### Belge Metni
_ _ _

Diyabet Cinsel Hayatın Sonu Mu?

Diyabet Cinsel Hayatın Sonu Mu?

Diyabet Cinsel Hayatın Sonu Mu?

Bizi Takip Et


Kronik bir hastalık olan diyabet, cinsel hayatı da olumsuz etkiliyor. Sonradan diyabete yakalananlar, hastalığın yarattığı etkilerin sonucunda neredeyse cinsel hayattan korkar hale geliyorlar. Sorunlar, fizyolojik nedenlerin yanı sıra psikolojik problemlerden de kaynaklanabiliyor. Anadolu Sağlık Merkezi’nden Endokrinoloji Uzmanı Dr. Özay Tiryakioğlu, diyabetin cinsel hayatın sonu olup olmadığı sorusunu yanıtladı.

_ _ _

### Verilen Öğeler
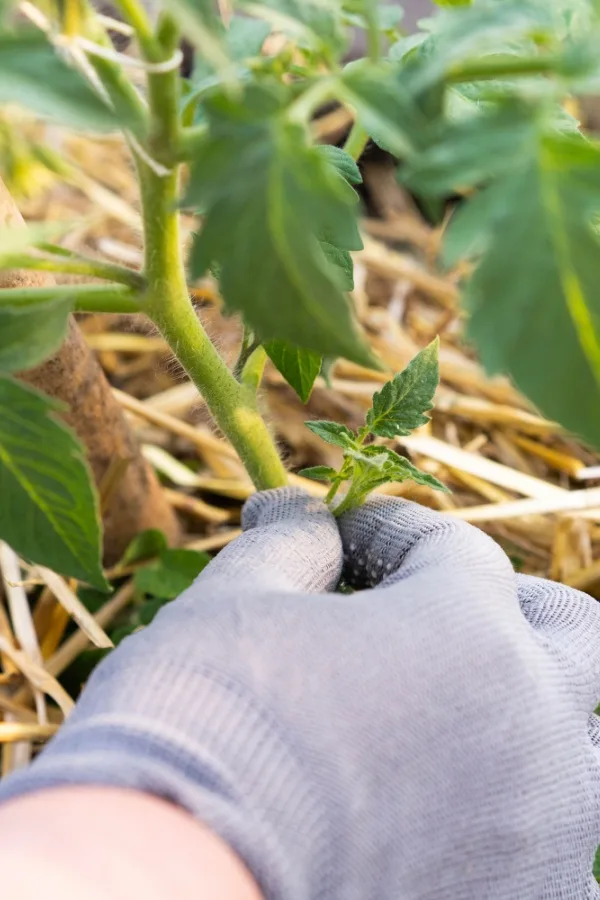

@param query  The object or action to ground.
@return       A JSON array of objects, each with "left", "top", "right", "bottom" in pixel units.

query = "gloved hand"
[{"left": 0, "top": 490, "right": 600, "bottom": 900}]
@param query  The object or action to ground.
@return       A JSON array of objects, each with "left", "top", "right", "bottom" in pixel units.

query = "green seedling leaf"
[
  {"left": 0, "top": 29, "right": 119, "bottom": 131},
  {"left": 240, "top": 0, "right": 347, "bottom": 58},
  {"left": 264, "top": 341, "right": 322, "bottom": 403},
  {"left": 318, "top": 144, "right": 362, "bottom": 184},
  {"left": 400, "top": 103, "right": 536, "bottom": 197},
  {"left": 339, "top": 60, "right": 425, "bottom": 158},
  {"left": 406, "top": 0, "right": 561, "bottom": 93},
  {"left": 300, "top": 339, "right": 447, "bottom": 516},
  {"left": 119, "top": 528, "right": 168, "bottom": 566},
  {"left": 134, "top": 550, "right": 210, "bottom": 600},
  {"left": 450, "top": 124, "right": 600, "bottom": 447},
  {"left": 0, "top": 377, "right": 108, "bottom": 589},
  {"left": 319, "top": 241, "right": 354, "bottom": 292},
  {"left": 298, "top": 466, "right": 337, "bottom": 481},
  {"left": 185, "top": 16, "right": 271, "bottom": 105},
  {"left": 366, "top": 446, "right": 449, "bottom": 494},
  {"left": 304, "top": 422, "right": 356, "bottom": 449},
  {"left": 137, "top": 597, "right": 171, "bottom": 626},
  {"left": 187, "top": 86, "right": 374, "bottom": 365},
  {"left": 226, "top": 16, "right": 271, "bottom": 62},
  {"left": 0, "top": 297, "right": 73, "bottom": 373},
  {"left": 366, "top": 338, "right": 440, "bottom": 438}
]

_ _ _

### Alıştırmalar
A. Diyabet yazısına göre Dr. Özay Tiryakioğlu'nun uzmanlık alanı nedir?
B. Diyabet yazısının "Kronik bir hastalık" ile başlayıp "olmadığı sorusunu yanıtladı." ile biten bölümünü olduğu gibi yazın.
Bu çalışmada öğelere ihtiyaç yok.

### Yanıtlar
A. Endokrinoloji.

B.
Kronik bir hastalık olan diyabet, cinsel hayatı da olumsuz etkiliyor. Sonradan diyabete yakalananlar, hastalığın yarattığı etkilerin sonucunda neredeyse cinsel hayattan korkar hale geliyorlar. Sorunlar, fizyolojik nedenlerin yanı sıra psikolojik problemlerden de kaynaklanabiliyor. Anadolu Sağlık Merkezi’nden Endokrinoloji Uzmanı Dr. Özay Tiryakioğlu, diyabetin cinsel hayatın sonu olup olmadığı sorusunu yanıtladı.